**Work order:** Without adding or dropping anything, copy the entries below.
"""
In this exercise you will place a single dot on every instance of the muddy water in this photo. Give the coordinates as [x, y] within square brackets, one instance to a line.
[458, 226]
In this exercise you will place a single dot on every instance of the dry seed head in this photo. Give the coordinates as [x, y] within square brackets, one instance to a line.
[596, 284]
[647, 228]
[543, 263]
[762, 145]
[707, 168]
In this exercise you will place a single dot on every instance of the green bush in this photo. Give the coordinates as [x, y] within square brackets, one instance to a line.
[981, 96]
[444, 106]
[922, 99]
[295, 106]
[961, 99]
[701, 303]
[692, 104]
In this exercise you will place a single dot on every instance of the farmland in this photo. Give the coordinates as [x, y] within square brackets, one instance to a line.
"""
**Expected output:**
In this exercise you will place a single dot on every instance of the muddy water in this photo. Give the coordinates as [x, y] within square brackets, one instance to a line.
[458, 226]
In this exercise you will place a single dot on every instance of the dry seed head in this photo. Give the coordinates as [x, y] within square brackets, one instance to a line.
[596, 284]
[647, 228]
[543, 263]
[762, 145]
[707, 168]
In this exercise you will place a single dot on every instance of the green bush in this photo. Give the coordinates as [x, y] within square brackets, one instance to a line.
[981, 96]
[444, 106]
[922, 99]
[295, 106]
[961, 99]
[701, 303]
[692, 104]
In this exercise you will place a single dot on every instance of the farmland in this photo. Give the coordinates as [x, y] within square brackets, one instance to a line.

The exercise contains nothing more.